● **How to complete this task**
An exact transcription of every record is needed.

────────────────

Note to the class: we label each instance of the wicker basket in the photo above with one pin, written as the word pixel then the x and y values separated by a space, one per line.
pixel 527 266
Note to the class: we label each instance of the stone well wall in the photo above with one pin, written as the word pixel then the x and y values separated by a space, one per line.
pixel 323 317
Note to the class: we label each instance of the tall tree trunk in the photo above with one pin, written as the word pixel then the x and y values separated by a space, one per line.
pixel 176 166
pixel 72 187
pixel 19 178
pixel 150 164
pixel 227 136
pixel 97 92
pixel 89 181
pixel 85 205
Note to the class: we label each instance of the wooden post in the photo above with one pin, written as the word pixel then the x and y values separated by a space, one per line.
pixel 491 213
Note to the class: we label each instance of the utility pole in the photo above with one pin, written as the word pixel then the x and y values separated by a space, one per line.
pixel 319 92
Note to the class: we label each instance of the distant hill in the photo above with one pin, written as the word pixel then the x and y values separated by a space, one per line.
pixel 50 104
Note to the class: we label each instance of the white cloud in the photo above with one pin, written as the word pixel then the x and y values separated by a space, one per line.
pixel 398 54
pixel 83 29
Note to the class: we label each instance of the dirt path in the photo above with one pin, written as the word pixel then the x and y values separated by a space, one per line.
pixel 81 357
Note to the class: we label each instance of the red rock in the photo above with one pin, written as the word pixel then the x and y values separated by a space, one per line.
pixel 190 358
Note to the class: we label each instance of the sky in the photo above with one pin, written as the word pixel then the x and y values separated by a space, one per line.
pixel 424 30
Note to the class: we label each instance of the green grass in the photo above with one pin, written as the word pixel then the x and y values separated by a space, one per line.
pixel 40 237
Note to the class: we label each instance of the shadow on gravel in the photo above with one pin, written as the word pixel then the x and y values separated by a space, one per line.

────────────────

● **Worked solution**
Note to the class: we label each instance of the wicker basket in the photo above with one pin, written as the word pixel then the x and y values separated by a space, one per line.
pixel 527 266
Note to the class: we label each instance of the stone well wall in the photo above with one pin, written as the word pixel then the x and y values separated by a space, one per line.
pixel 323 317
Note to the class: we label each instance of the tall tree trunk in the photo above with one pin, written as the word pixel then the x and y values separated by a space, one per line.
pixel 176 166
pixel 72 187
pixel 19 178
pixel 150 164
pixel 227 136
pixel 97 92
pixel 89 181
pixel 85 205
Note to the class: we label each instance of the wooden post in the photo above with one pin, written as the word pixel then the x and y values separated by a space, one per line.
pixel 491 213
Note to the class: we label each instance of the utility pole in the photo above with one pin, written as the word pixel then the x and y values separated by a space, one per line.
pixel 319 92
Note to the class: we label each instance of the distant hill in the photo above with one pin, written as the word pixel then the x and y values separated by a space, one per line.
pixel 50 104
Note to the class: we label each instance of the white cloud in the photo above with one pin, written as the word pixel then the x and y values separated by a space, one per line.
pixel 398 54
pixel 83 29
Note to the class: we label each instance of the dirt path in the photo above with one pin, written as the word pixel then the x and y values separated by a space, one per line.
pixel 81 357
Note to the class: we label each instance of the red rock in the photo above with one pin, written as the word pixel then the x and y values separated by a space, one per line.
pixel 190 358
Note to the class: we label each instance of the sky in the photo above with one pin, written as the word pixel then the x and y values separated by a space, one per line.
pixel 424 30
Note to the class: we label each instance of the green grass in the photo above with one pin, written as the word pixel then the x and y values separated by a space, one per line.
pixel 40 237
Note to the class: we label each instance of the shadow on gravel in the photo above with one pin, written as the word pixel then the x and y values separated by a space, one per line.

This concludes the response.